— Start Given passage —

Using the Cirrus Logic CS5464 for AC Current Measurement

CS5464_setup (1280x960)

Continuing the series on examining devices to measure AC current, this time we’ll try out the CS5464 from Cirrus Logic.  I initially built it up on  a breadboard, but I’ll skip writing up this test and instead build up a prototype and run AC line power through it.

This is a Three-channel, Single-phase Power/Energy monitoring chip, and also can use current shunts and is intended for power meters.

This device provides no direct isolation, instead the entire device (input and output) directly coupled to the AC power line.  Any isolation must be provided separately.

Taking a look at the project
Goals:

  • Monitor AC line voltage  from 80 to 150 VAC RMS
  • check for low and high voltage conditions
  • stretch goal:  identify short duration brown-outs and voltage spikes, the type caused by sudden switching of loads

Monitor AC current on 2 separate loads on the same AC circuit (phase)

  • Measure instantaneous current from 0 to 10 Amps, with 0.5 Amp accuracy
  • Detect low current and overcurrent conditions
  • Stretch goal: identify surges during load switching

The CS5464 chip is really a standalone ASIC device that reads multiple ADC inputs and tracks the values on its own without external intervention.
It has a built-in voltage reference, and temperature sensor for automatic compensation.
It simultaneously tracks a variety of values for each channel, including:

  • Instantaneous Current
  • Instantaneous Voltage
  • Instantaneous Power
  • Active Power Channel
  • RMS Current Channel
  • RMS Voltage Channel

That’s just fantastic for my purposes!

This device should meet the goals of identifying brownouts, voltage spikes, and current surges without lots of reads or external processing.  It should really lower the demands on the main microcontroller, allowing the core processor to focus on control and reporting functions… it should only need to ping the CS5464 occasionally to get the necessary data.

The CS5464 does indeed have a lot of functionality, but it also comes with a lot more complexity, it requires being reset properly after power-up and various configuration commands before you can get the data you’re after.

Cirrus application note

Prototyping with the CS5464 device can be quite simple, if you just want to simulate the AC power/current flowing through a small shunt using a function generator or other safe, low-voltage source.

— End Given passage —
— Start Dataset excerpts —

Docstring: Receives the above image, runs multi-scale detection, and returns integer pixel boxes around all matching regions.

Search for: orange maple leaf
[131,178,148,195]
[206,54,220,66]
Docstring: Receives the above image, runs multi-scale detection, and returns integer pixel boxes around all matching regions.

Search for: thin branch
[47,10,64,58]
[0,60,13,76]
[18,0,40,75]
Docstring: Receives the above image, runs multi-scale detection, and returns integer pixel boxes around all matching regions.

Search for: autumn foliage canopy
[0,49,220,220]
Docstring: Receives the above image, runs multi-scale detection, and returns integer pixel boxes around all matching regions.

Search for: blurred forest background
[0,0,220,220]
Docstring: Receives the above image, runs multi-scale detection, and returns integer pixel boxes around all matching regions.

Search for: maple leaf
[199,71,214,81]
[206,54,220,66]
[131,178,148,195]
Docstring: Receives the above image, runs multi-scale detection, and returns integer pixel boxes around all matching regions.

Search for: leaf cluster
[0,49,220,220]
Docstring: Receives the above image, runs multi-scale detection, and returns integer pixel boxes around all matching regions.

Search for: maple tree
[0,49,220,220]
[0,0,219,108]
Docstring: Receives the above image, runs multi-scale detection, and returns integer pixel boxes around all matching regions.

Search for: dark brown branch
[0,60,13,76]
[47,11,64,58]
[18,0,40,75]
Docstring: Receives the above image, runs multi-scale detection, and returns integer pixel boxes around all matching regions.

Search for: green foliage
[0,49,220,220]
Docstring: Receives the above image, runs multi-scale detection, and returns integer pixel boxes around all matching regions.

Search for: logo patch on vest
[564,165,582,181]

— End Dataset excerpts —
— Start Dataset excerpts —

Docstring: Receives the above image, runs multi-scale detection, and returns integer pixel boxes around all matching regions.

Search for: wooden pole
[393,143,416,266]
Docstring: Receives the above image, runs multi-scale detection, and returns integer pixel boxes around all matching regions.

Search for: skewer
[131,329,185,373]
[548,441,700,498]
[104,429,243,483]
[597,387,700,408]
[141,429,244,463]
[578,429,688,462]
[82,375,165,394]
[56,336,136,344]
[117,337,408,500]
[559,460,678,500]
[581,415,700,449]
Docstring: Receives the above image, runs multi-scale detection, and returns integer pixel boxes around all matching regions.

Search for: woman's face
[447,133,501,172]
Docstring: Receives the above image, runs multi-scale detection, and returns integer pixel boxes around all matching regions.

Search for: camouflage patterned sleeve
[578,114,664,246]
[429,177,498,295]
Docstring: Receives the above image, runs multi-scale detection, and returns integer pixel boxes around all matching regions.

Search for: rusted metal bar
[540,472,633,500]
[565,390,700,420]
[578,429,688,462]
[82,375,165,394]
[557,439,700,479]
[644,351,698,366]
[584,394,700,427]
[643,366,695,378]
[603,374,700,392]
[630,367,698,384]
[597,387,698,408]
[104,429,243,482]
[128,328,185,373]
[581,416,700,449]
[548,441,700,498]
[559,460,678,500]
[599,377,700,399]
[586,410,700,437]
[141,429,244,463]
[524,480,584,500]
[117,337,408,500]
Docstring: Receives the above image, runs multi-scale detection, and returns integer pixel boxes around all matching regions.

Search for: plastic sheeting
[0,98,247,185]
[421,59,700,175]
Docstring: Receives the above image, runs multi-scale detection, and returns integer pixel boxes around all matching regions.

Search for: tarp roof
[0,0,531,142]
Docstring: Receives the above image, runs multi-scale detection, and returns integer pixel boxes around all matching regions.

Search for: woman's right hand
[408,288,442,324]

— End Dataset excerpts —

Aim:
Decide whether each statement below agrees with the CS5464 article above, answering yes or no and quoting the article's deciding words.
1. The CS5464 provides its own isolation from the AC power line.
2. The CS5464 includes a built-in temperature sensor.
3. The project aims to measure current from 0 to 10 Amps with 1 Amp accuracy.

Full output:
1. No: "This device provides no direct isolation"
2. Yes: "It has a built-in voltage reference, and temperature sensor for automatic compensation."
3. No: "Measure instantaneous current from 0 to 10 Amps, with 0.5 Amp accuracy"